■ Required work: Pull every line of the records below without changing a word, and leave the pictures out of your answer.

■ Data excerpts:
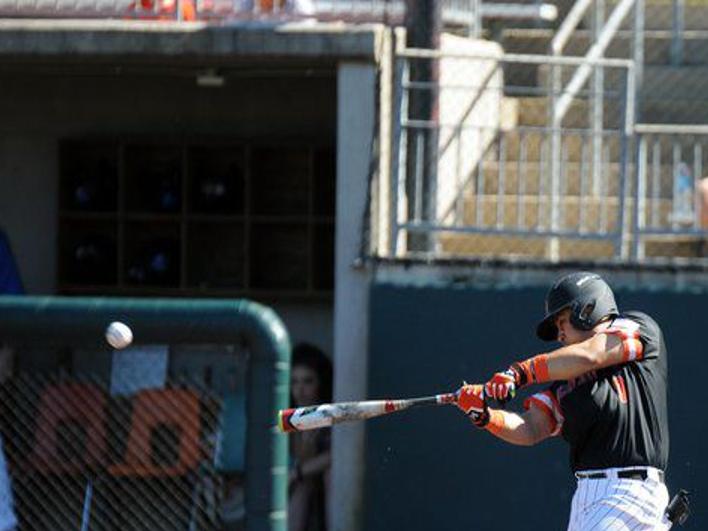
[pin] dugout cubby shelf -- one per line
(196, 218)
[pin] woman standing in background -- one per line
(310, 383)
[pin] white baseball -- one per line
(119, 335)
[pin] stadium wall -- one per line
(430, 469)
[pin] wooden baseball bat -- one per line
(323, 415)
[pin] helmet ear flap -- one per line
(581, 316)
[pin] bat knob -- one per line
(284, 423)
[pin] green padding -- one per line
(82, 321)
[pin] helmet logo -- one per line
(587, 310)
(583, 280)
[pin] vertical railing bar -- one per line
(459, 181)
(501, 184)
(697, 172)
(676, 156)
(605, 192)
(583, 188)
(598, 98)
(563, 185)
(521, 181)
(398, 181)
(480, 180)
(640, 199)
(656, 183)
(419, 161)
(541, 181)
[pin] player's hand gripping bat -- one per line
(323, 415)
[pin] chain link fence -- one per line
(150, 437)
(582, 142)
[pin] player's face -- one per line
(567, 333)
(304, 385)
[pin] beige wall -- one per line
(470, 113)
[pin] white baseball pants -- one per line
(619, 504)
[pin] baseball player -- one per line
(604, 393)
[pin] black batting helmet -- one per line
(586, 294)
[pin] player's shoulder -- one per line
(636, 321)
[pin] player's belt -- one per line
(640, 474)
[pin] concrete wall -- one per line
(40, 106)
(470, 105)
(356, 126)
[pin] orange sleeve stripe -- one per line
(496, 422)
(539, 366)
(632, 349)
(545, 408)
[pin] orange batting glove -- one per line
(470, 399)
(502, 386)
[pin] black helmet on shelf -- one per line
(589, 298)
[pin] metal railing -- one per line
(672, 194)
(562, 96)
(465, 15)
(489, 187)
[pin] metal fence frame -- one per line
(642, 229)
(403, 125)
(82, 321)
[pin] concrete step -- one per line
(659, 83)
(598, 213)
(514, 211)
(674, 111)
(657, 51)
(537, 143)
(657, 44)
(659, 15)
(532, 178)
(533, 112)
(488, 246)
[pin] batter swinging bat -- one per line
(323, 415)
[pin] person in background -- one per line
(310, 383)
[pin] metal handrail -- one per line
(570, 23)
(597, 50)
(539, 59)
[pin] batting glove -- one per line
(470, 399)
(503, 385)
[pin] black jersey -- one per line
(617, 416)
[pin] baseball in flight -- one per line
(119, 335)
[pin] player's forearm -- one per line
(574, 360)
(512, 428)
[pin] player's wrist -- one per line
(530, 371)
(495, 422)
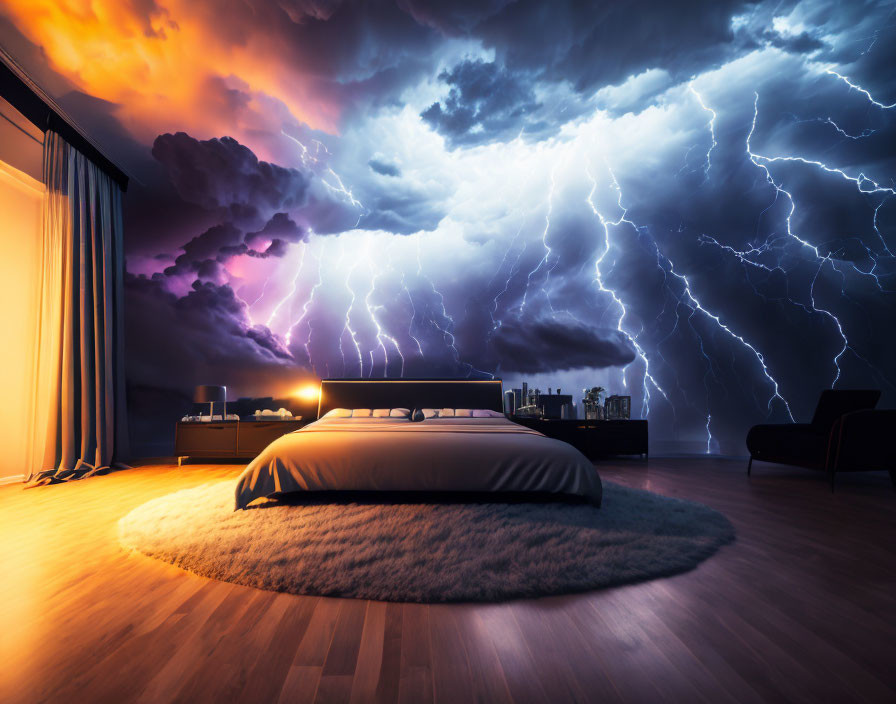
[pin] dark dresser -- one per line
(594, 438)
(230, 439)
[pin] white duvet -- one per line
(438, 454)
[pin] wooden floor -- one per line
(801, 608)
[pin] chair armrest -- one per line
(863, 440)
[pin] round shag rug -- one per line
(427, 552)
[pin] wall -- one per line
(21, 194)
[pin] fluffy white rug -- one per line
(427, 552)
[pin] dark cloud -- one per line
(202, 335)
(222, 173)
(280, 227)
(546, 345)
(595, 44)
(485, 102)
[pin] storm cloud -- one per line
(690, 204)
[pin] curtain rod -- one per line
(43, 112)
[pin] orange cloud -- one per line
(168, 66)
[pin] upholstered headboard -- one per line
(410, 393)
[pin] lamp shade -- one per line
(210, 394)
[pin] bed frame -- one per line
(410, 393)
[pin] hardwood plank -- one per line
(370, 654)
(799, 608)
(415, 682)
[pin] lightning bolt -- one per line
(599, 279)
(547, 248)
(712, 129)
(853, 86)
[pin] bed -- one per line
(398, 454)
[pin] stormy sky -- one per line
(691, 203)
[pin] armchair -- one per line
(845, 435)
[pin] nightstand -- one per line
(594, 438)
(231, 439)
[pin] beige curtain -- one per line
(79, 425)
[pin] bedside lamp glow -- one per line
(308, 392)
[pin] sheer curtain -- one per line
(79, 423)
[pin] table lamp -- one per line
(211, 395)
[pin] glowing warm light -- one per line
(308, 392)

■ Written answer:
[pin] dugout cubby shelf -- one per line
(196, 218)
[pin] woman standing in background -- one per line
(310, 383)
[pin] white baseball -- one per line
(119, 335)
[pin] stadium wall -- one per line
(430, 469)
[pin] wooden baseball bat -- one per line
(323, 415)
[pin] helmet ear flap -- one per line
(581, 316)
[pin] bat knob -- one per line
(284, 423)
[pin] green padding -- one per line
(82, 321)
[pin] helmet logo -- one per line
(587, 310)
(583, 280)
[pin] vertical railing bar -- one per line
(459, 181)
(501, 184)
(697, 172)
(676, 156)
(605, 192)
(583, 188)
(598, 98)
(563, 185)
(521, 181)
(398, 181)
(480, 180)
(640, 199)
(656, 183)
(419, 161)
(541, 181)
[pin] player's hand gripping bat -- one per line
(323, 415)
[pin] chain link fence -- one per line
(150, 437)
(582, 142)
[pin] player's face -- one per line
(567, 333)
(304, 385)
[pin] beige wall -- one per line
(470, 113)
[pin] white baseball pants -- one per line
(619, 504)
[pin] baseball player -- one per line
(604, 393)
[pin] black batting helmet -- one per line
(586, 294)
[pin] player's shoulder -- one per line
(636, 321)
[pin] player's belt -- one per line
(640, 474)
[pin] concrete wall -- one per line
(40, 106)
(470, 105)
(356, 126)
[pin] orange sleeve stripe -- one per line
(496, 422)
(539, 366)
(632, 349)
(545, 408)
[pin] orange batting glove -- one per line
(470, 399)
(502, 386)
[pin] black helmet on shelf -- one per line
(589, 298)
[pin] metal railing -- one per line
(672, 194)
(562, 96)
(465, 15)
(489, 187)
[pin] metal fence frame -- one per line
(642, 229)
(403, 125)
(82, 321)
[pin] concrete step -- one per line
(659, 83)
(598, 213)
(514, 211)
(674, 111)
(657, 51)
(537, 143)
(657, 44)
(659, 15)
(532, 178)
(533, 112)
(488, 246)
[pin] batter swinging bat -- one per line
(323, 415)
[pin] person in background -- one per line
(310, 383)
[pin] metal handrail -- one per line
(570, 23)
(597, 50)
(539, 59)
[pin] batting glove -- one per line
(470, 399)
(503, 385)
[pin] black jersey -- one per line
(617, 416)
[pin] baseball in flight -- one per line
(119, 335)
[pin] player's forearm -- one per line
(574, 360)
(512, 428)
[pin] player's wrist -- one per line
(530, 371)
(495, 422)
[pin] dark dresser -- one per line
(594, 438)
(230, 439)
[pin] white duvet -- one per line
(438, 454)
[pin] wooden floor -- one per line
(801, 608)
[pin] chair armrest -- one per line
(863, 440)
[pin] round shag rug -- one per line
(427, 552)
[pin] wall -- one per line
(21, 194)
[pin] fluffy white rug -- one per line
(427, 552)
[pin] dark cloud -- one per line
(202, 335)
(222, 173)
(280, 227)
(546, 345)
(595, 44)
(485, 102)
[pin] storm cloud -- one per line
(690, 204)
[pin] curtain rod -- one per line
(43, 112)
[pin] orange cloud -- one per line
(168, 66)
[pin] upholstered headboard -- one per line
(410, 393)
[pin] lamp shade -- one per line
(210, 394)
[pin] bed frame -- one per line
(410, 393)
[pin] hardwood plank -- one per line
(370, 654)
(799, 608)
(415, 682)
[pin] lightning bolt -- one per line
(599, 279)
(547, 248)
(712, 129)
(853, 86)
[pin] bed -- one per line
(398, 454)
[pin] stormy sky -- one per line
(691, 203)
[pin] armchair -- one per line
(845, 435)
[pin] nightstand -- one per line
(594, 438)
(231, 439)
[pin] beige curtain -- one per line
(79, 425)
[pin] bedside lamp glow -- one per line
(308, 392)
[pin] sheer curtain -- one per line
(79, 423)
[pin] table lamp -- one per line
(211, 395)
[pin] glowing warm light -- one per line
(308, 392)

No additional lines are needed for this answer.